→ **Information shown**:
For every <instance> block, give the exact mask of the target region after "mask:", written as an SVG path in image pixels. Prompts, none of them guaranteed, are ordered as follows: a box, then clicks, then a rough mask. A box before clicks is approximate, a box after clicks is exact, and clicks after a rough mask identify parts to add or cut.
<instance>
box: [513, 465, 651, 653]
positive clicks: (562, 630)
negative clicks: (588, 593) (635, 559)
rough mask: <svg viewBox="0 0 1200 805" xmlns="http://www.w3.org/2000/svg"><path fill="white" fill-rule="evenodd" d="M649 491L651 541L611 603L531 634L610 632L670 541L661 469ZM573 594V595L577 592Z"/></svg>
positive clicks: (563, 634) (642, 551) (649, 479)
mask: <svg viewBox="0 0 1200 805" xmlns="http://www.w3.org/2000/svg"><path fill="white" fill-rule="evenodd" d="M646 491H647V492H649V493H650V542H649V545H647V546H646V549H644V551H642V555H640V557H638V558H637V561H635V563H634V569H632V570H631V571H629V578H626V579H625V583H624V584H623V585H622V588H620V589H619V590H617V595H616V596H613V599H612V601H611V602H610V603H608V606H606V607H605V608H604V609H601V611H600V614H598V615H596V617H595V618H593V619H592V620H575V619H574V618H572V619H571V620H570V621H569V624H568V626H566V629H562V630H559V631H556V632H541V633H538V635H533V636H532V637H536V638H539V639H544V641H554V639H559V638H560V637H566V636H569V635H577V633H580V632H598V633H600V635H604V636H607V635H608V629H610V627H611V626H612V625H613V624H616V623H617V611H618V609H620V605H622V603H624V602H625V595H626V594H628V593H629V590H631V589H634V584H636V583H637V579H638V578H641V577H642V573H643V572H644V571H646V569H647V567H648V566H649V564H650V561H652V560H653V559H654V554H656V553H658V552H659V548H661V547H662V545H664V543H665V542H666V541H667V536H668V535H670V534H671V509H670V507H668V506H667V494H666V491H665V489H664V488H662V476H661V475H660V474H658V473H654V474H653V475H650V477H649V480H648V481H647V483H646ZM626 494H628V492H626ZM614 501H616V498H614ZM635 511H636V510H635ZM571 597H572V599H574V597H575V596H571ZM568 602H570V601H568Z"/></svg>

→ **What is required**: Exactly as shown, give every record again.

→ **Written solution**:
For every <instance> block, give the exact mask of the target region after "mask:", written as an SVG path in image pixels. Prompts, none of them guaranteed, are ordered as follows: a box, then clicks, then a rough mask. A box before clicks is approximate, a box after clicks is exact, and clicks after a rough mask identify parts to add or cut.
<instance>
box: [513, 465, 651, 653]
positive clicks: (562, 630)
negative clicks: (588, 593) (635, 559)
rough mask: <svg viewBox="0 0 1200 805" xmlns="http://www.w3.org/2000/svg"><path fill="white" fill-rule="evenodd" d="M649 491L651 541L611 603L531 634L610 632L670 541L661 469ZM573 594V595L577 592Z"/></svg>
positive clicks: (563, 634) (642, 551) (649, 479)
mask: <svg viewBox="0 0 1200 805" xmlns="http://www.w3.org/2000/svg"><path fill="white" fill-rule="evenodd" d="M646 491H647V492H649V493H650V542H649V545H647V546H646V549H644V551H642V555H640V557H638V558H637V561H635V563H634V569H632V570H631V571H629V578H626V579H625V583H624V584H623V585H622V588H620V589H619V590H617V595H616V596H613V599H612V601H611V602H610V603H608V606H606V607H605V608H604V609H601V611H600V614H598V615H596V617H595V618H593V619H592V620H575V619H574V618H572V619H571V620H570V621H569V624H568V626H566V629H562V630H559V631H556V632H541V633H538V635H533V636H532V637H536V638H539V639H544V641H554V639H559V638H560V637H566V636H569V635H577V633H580V632H598V633H600V635H604V636H607V635H608V629H610V627H611V626H612V625H613V624H616V623H617V611H618V609H620V605H622V603H624V602H625V595H626V594H628V593H629V590H631V589H634V584H636V583H637V579H638V578H641V577H642V573H643V572H644V571H646V569H647V567H648V566H649V564H650V561H652V560H653V559H654V554H656V553H658V552H659V548H661V547H662V545H664V543H665V542H666V541H667V536H668V535H670V534H671V509H670V507H668V506H667V494H666V491H665V489H664V488H662V476H661V475H660V474H658V473H654V474H653V475H650V477H649V480H648V481H647V483H646ZM626 494H628V492H626ZM614 501H616V498H614ZM635 511H636V510H635ZM571 597H572V599H574V597H575V596H571ZM568 602H570V601H568Z"/></svg>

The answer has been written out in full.